--- BEGIN EXCERPT TO READ ---
On cross-examination, Solis stated the metal grating does not cover the entire pit and is only used when cars are over a portion of the open pits. The ropes at the bay entrances are placed there to warn customers of the potential dangers. All employees wear oil resistant shoes that help reduce, although not eliminate, the possibility of slip and fall accidents around the open areas. Employer relies on a safety video and a manual to further warn employees of the dangers associated with the exposed area. In Solis’ opinion, if the areas were covered, it would make the work more difficult and messy. Solis also opined that employees would have to bend over to stock shelves if the pits were completely covered at the top. There are rear sliding grate covers which further cover, but do not fully obstruct the openings.

Vice President Jeffrey Gong testified for Employer that there is ample training in place to negate the need to fully cover the open pits. He testified that chains or other guarding methods would increase the time it takes to complete the jobs. Sliding steel and bay nets are available but there is not enough space in existing shops for them to be practical. There have been no fall accidents at this location. Bright lights on the lower level are positioned to shine upward and the 1-1/2-inch yellow toe boards act as constant reminders of the openings. In his opinion, there is little possibility that employees will fall through the openings since there are cars coming in and out all day long.

On cross-examination, Gong testified that the safety video is shown to new employees at hire and at 6-month intervals thereafter. During a normal business day, there are four employees working on the top level and one on the lower level.


Did Employer fully guard the floor openings between the upper and lower levels of the oil change pits?


Employer was cited for section 3212(a)(1) which reads as follows:

(a)(1) Every floor opening shall be guarded by a cover, a guardrail, or equivalent on all open sides (except at entrance to stairway or ladder way). While the cover is not in place, the floor opening shall be constantly attended by someone or shall be protected by guardrails. Toeboards shall be installed around the edges at permanent floor openings where persons may pass below the opening.

Employer contends that the evidence does not support a finding that it violated section 3212(a)(1) because:

1. All pit openings are covered by vehicles over 75% of the time;
2. No injury has resulted in over 7 years of operation;
3. The service area where the pits are located is restricted to employees only and warning signs are in place;
4. Service pit openings are illuminated, painted with “OSHA yellow” safety paint; and each opening is surrounded by a 2-1/2 inch tall toe guard.

The ALJ found and we concur that the Division established by a preponderance of the evidence that Employer’s place of business utilizes pits which are not physically barricaded to prevent employees from falling therein. While Employer argues that it never admitted that the openings over the lower pit area were not fully guarded, Employer admits in its petition that the pits are open at least 25% of the time when cars are not positioned over them.

Employer conceded at the hearing and in its petition for reconsideration that it did not have coverings for the pits. Employer relies on customers’ cars to provide barricade-type coverage 75% of the time.

Employer argues that since there was always an employee on the upper level, the area was attended to at all times as permitted by the safety order. In support of this contention Employer cites Northrop Corporation, OSHAB 82-364, Decision After Reconsideration (Jan. 17, 1986). However, Employer misconstrues that decision. In Northrop, we rejected the employer’s contention that the opening was attended merely because someone was on the upper level. We found that “attending” requires more than mere presence in the area; it requires that the person charged with attending the unguarded pit ‘fix the mind upon . . .to look after: take charge of: watch over….” workers in danger of falling into the unguarded area. Northrop employees on the upper level were engaged in other activities: talking and adjusting a spray gun, and we found that no employee was adequately attending the unguarded opening.
--- END EXCERPT TO READ ---
--- BEGIN DATA SHOWN ---
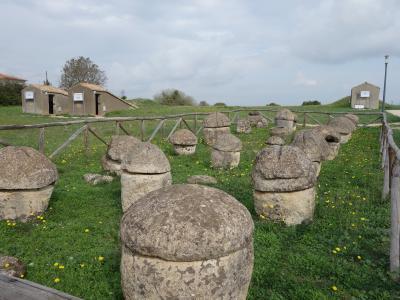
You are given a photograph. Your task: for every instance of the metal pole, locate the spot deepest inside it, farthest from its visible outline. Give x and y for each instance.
(384, 84)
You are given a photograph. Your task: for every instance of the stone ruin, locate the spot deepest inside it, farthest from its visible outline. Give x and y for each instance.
(144, 169)
(27, 180)
(316, 146)
(256, 119)
(281, 132)
(214, 125)
(344, 126)
(286, 119)
(275, 140)
(284, 179)
(119, 146)
(353, 118)
(186, 242)
(184, 142)
(243, 126)
(225, 151)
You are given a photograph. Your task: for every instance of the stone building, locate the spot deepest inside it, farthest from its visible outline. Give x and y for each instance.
(365, 95)
(45, 100)
(93, 99)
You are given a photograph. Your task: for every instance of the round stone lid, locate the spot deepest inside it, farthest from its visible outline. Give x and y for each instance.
(283, 169)
(285, 114)
(24, 168)
(119, 146)
(186, 222)
(280, 131)
(342, 125)
(183, 137)
(275, 140)
(313, 144)
(228, 143)
(352, 118)
(145, 158)
(216, 119)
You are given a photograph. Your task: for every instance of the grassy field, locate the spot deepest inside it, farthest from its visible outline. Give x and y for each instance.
(343, 254)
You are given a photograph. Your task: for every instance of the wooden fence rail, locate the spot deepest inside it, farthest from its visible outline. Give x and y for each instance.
(390, 152)
(391, 185)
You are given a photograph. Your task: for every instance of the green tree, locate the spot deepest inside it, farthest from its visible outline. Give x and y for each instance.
(10, 93)
(173, 97)
(81, 69)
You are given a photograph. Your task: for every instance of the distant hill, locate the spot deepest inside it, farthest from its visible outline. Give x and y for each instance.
(343, 102)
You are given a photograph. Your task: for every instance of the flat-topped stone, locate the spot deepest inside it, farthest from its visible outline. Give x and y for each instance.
(216, 119)
(120, 145)
(186, 222)
(275, 140)
(228, 143)
(145, 158)
(25, 168)
(183, 137)
(283, 169)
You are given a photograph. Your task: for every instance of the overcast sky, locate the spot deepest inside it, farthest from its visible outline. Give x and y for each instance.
(239, 52)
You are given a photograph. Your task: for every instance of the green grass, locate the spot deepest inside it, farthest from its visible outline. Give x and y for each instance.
(290, 262)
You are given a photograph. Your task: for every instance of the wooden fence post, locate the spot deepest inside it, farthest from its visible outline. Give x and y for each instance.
(395, 224)
(116, 128)
(86, 140)
(41, 140)
(142, 130)
(386, 172)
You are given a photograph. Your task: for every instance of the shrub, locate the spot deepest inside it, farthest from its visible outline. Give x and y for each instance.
(10, 94)
(311, 102)
(173, 97)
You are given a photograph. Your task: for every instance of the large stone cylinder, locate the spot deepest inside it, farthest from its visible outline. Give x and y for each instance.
(225, 152)
(285, 118)
(119, 146)
(284, 179)
(215, 124)
(186, 242)
(144, 169)
(27, 179)
(184, 142)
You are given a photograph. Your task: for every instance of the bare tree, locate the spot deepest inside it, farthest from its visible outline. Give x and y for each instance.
(81, 69)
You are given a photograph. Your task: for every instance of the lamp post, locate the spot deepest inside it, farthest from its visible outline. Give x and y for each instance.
(384, 83)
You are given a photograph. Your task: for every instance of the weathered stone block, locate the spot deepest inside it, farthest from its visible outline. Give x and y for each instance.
(292, 208)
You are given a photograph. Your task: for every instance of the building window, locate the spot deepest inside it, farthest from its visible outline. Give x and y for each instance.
(78, 97)
(29, 96)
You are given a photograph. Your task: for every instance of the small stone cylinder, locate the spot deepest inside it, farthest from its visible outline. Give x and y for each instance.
(186, 242)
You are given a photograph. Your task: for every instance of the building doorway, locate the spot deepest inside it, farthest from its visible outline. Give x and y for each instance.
(97, 99)
(51, 104)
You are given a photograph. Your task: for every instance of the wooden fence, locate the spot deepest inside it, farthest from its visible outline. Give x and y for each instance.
(391, 184)
(193, 121)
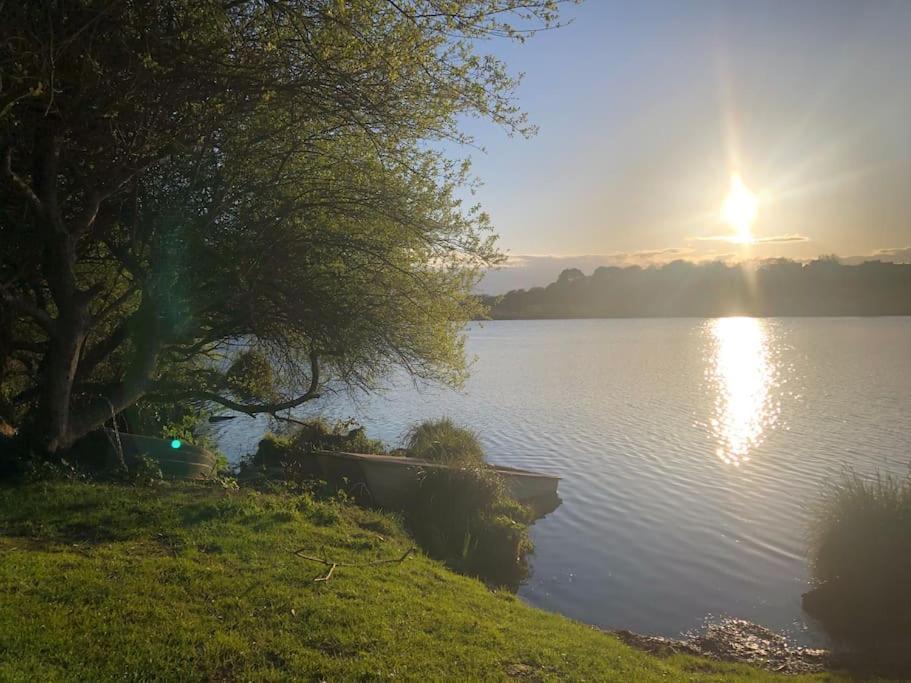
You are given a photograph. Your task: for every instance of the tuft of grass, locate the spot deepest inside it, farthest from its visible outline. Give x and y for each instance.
--- END DATA SHOWN ---
GIVEN INSTRUCTION A: From the oil change pit decision, quote the stretch from "On cross-examination, Solis" through "obstruct the openings." word for word.
GIVEN INSTRUCTION B:
Answer these from the oil change pit decision:
(i) According to Gong, when is the safety video shown to employees?
(ii) Which section was Employer cited for?
(iii) In Northrop, what were the employees on the upper level doing?
GIVEN INSTRUCTION C: Carry on the oil change pit decision from the point where it ends.

ANSWER A:
On cross-examination, Solis stated the metal grating does not cover the entire pit and is only used when cars are over a portion of the open pits. The ropes at the bay entrances are placed there to warn customers of the potential dangers. All employees wear oil resistant shoes that help reduce, although not eliminate, the possibility of slip and fall accidents around the open areas. Employer relies on a safety video and a manual to further warn employees of the dangers associated with the exposed area. In Solis’ opinion, if the areas were covered, it would make the work more difficult and messy. Solis also opined that employees would have to bend over to stock shelves if the pits were completely covered at the top. There are rear sliding grate covers which further cover, but do not fully obstruct the openings.

ANSWER B:
(i) At hire and at 6-month intervals thereafter.
(ii) Section 3212(a)(1).
(iii) Talking and adjusting a spray gun.

ANSWER C:
Employer argues that its employees were instructed regarding the open pits. However, there is no evidence in the record to show that any employee was assigned specifically to "constantly attend” the open pits. In this matter, like Northrop, employees were engaged in the servicing of cars and there was no one specifically assigned to watch for employees’ safety around the unguarded pits.

Employer further relies, unpersuasively, on General Motors Corp. OSHAB 80-1346, Decision After Reconsideration (Feb. 19, 1985). In that case we found that an open pit was only guarded on those infrequent occasions in which a conveyor belt was used to transport materials. When the employee in that case was hurt, the pit was open and the area around the pit was dark and unlighted. We found that the employer failed to establish that “its employee . . . was 'constantly attending' the opening so as to prevent falls.”

We find in this case that the evidence does not support Employer’s contention that the open pits were constantly guarded so as to prevent falls. Having an employee on top in a supervisory or working capacity does not equate to having an observer on the upper level to solely attend to employee safety.

Employer lastly relies on McClone Construction Company, OSHAB 90-147, Decision After Reconsideration (Jan. 29, 1991), wherein we noted that, “There must be some evidence that employees came within the zone of danger while performing work-related duties, pursuing personal activities during work, or employing normal means of ingress and egress to their work stations.” We find nothing in McClone that invalidates the ALJ decision in this case. Under these facts, employees were within a zone of danger while working in the oil change area. Under the facts which must be most liberally construed in Employer’s favor, employees were subjected to the hazard of falling into unguarded floor openings 25% of the time.

We disagree with Employer’s assertion that since cars are coming in and out all day long there is little possibility that employees will fall through the openings. Rather, we think it quite reasonable to assume that since employees work in the area and tend to these very cars that are coming in and out all day that there is a substantial risk that employees are exposed to unguarded floor openings and the risk of falling into the pits.

During the hearing, Employer did not dispute that a serious injury could result from a nine-foot fall into the pit. Employer argued that the installation of additional steel grating was impractical and would increase the time required to work on each vehicle. Employer also asserted that the semi-annual review of its safety video and manual, in view of the lack of fall accidents at its location, made fully guarding the floor openings unnecessary (Kaiser Sand and Gravel, 83-083 Decision After Reconsideration (Sept. 26, 1985).

When the Occupational Safety and Health Standards Board has determined that employee protection against a particular hazard must be provided by means of positive guarding or other safety devices, then admonitions, instructions and warnings are no substitute for proper guarding. (Bethlehem Steel Corporation, OSHAB 78-723, Decision After Reconsideration (Aug. 17, 1984).)

We see nothing in the facts or the record that warrants reversing the ALJ’s decision finding a violation of section 3212(a)(1). We find that the floor openings were unguarded and/or were not constantly attended.


The Board affirms the ALJ’s decision finding a serious violation of section 3212(a)(1) and assessing a $935 civil penalty.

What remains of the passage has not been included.